O que fazer> Reescreva de forma mais breve o parágrafo do texto sobre Ipatinga que começa com "O prefeito de Ipatinga", mantendo seus fatos principais.
+++ Trecho do texto +++
Cidades

A Cidade dos Milagres e a cidade real

(*) Fernando Benedito Jr.

O prefeito de Ipatinga Nardyello Rocha bem antes da pandemia do coronavírus utiliza o bordão Ipatinga, Cidade dos Milagres para se referir à capacidade de superação do município em relação às dificuldades econômicas pelas quais passa. Mais recentemente, o epiteto também vem sendo usado para se referir às dificuldades no enfrentamento ao coronavírus. Este apelo ao espiritual, contudo, não faz muito sentido, quando se trata de duas ciências quase exatas como a economia e epidemiologia. Ao contrário, soa demagógico demais, como se estivesse falando à plateia de outros grupos religiosos que, potencialmente, seriam seus eleitores.
+++ Itens listados +++
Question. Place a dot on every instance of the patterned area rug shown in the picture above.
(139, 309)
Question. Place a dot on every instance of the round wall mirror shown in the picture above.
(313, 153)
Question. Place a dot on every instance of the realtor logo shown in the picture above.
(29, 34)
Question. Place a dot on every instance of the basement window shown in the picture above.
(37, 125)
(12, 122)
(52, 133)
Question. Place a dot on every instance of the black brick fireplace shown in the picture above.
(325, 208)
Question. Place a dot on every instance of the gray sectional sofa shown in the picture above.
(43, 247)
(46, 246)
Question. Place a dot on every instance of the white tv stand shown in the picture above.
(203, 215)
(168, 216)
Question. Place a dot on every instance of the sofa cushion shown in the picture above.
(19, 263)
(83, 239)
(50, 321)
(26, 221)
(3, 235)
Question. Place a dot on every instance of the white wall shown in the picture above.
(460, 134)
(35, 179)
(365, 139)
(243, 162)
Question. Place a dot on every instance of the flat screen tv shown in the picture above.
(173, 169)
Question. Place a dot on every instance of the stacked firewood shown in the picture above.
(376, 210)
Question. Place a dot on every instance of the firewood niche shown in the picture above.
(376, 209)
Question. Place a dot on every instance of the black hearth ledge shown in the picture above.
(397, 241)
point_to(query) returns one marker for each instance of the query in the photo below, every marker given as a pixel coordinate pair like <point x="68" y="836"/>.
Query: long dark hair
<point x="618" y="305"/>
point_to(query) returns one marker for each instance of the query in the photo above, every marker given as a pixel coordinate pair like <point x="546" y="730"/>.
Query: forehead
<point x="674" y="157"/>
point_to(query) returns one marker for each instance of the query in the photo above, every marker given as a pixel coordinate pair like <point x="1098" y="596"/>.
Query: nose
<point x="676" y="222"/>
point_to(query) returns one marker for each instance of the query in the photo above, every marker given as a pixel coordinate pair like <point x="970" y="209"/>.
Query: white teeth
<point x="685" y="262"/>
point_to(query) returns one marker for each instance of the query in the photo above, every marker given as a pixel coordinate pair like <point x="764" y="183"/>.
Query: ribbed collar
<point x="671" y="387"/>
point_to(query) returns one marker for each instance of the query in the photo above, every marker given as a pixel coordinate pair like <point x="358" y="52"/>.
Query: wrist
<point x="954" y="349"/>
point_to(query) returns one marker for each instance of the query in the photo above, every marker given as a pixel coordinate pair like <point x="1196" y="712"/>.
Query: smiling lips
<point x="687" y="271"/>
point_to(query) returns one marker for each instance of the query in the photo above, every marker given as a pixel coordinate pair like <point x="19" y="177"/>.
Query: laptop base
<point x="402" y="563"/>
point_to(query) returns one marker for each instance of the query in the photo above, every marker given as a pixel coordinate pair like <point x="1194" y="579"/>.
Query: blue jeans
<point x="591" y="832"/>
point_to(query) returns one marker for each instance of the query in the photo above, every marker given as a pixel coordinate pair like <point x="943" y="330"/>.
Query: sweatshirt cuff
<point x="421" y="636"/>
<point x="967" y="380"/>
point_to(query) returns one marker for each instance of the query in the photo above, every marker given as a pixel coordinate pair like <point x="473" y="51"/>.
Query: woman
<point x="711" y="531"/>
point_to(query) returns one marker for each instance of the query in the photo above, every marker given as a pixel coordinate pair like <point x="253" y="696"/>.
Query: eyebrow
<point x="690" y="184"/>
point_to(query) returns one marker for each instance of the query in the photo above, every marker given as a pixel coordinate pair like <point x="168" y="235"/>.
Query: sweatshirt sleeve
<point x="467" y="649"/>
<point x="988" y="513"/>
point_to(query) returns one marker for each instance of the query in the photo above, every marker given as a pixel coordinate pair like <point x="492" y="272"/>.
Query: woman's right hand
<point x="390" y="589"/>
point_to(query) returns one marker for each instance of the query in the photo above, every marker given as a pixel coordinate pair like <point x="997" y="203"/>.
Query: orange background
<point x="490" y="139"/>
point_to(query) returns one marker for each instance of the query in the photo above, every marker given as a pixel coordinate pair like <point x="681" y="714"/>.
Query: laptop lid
+++
Resultado> Desde antes da pandemia, o prefeito de Ipatinga, Nardyello Rocha, usa o bordão "Ipatinga, Cidade dos Milagres" para falar da capacidade do município de superar suas dificuldades econômicas. Mais recentemente, passou a usá-lo também para as dificuldades no enfrentamento ao coronavírus. Esse apelo ao espiritual faz pouco sentido diante de ciências quase exatas como a economia e a epidemiologia. Soa demagógico, como se fosse dirigido a grupos religiosos de potenciais eleitores.